[Extracted data entries]
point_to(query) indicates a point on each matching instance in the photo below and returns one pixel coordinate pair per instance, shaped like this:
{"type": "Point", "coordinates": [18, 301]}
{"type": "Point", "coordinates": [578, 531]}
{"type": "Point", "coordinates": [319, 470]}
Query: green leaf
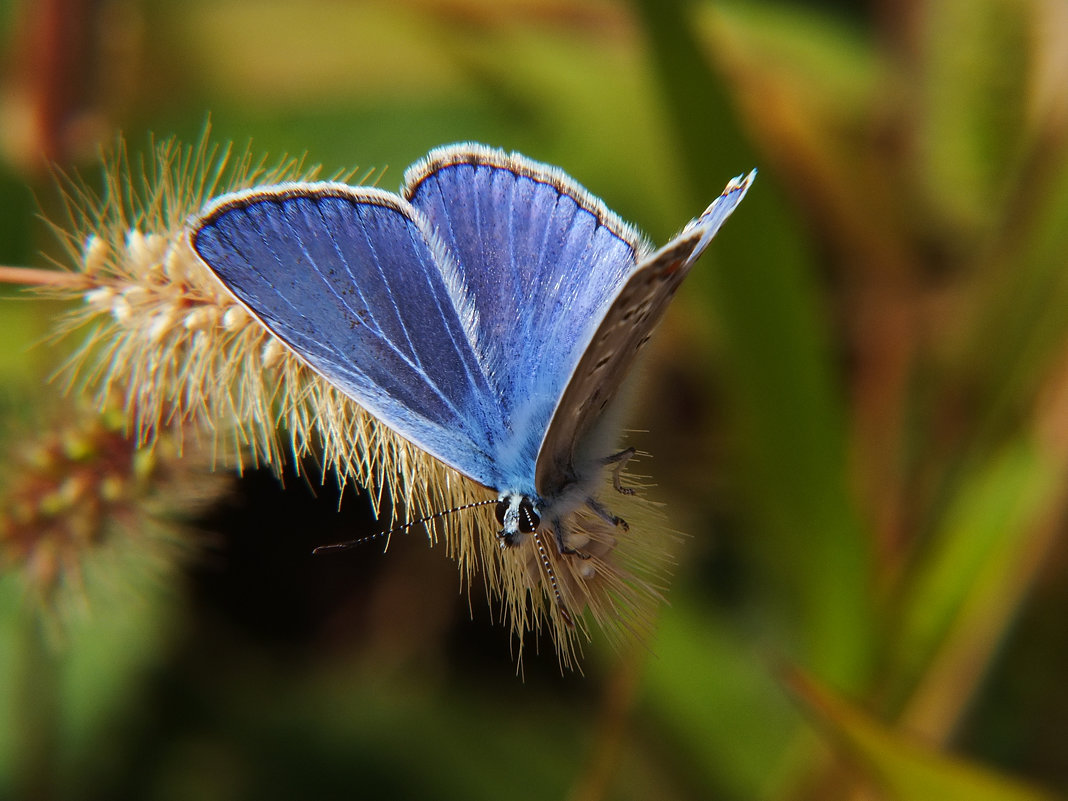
{"type": "Point", "coordinates": [906, 769]}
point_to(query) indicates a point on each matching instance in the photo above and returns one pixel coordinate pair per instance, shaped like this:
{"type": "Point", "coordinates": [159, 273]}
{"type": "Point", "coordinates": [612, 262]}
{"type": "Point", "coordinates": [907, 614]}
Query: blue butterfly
{"type": "Point", "coordinates": [487, 313]}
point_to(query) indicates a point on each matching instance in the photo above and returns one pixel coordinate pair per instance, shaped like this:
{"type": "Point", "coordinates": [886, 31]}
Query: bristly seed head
{"type": "Point", "coordinates": [162, 334]}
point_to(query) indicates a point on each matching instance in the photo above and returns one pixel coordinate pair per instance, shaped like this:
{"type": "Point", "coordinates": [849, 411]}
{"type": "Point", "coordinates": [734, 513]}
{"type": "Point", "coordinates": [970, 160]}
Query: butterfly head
{"type": "Point", "coordinates": [517, 515]}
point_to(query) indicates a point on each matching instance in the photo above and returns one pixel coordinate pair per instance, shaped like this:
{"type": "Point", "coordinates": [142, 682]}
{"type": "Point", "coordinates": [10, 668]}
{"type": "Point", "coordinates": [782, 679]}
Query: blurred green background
{"type": "Point", "coordinates": [858, 409]}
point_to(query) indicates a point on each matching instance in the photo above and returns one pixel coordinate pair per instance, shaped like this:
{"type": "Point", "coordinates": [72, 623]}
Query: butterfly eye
{"type": "Point", "coordinates": [529, 519]}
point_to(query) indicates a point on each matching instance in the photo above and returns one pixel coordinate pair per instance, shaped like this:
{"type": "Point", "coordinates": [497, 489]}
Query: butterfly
{"type": "Point", "coordinates": [487, 313]}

Given instruction:
Pull out every line of the listing above that contains the string "butterfly", matching uppercase and lowercase exactly.

Written response:
Query: blue butterfly
Query: butterfly head
Query: butterfly eye
Query: butterfly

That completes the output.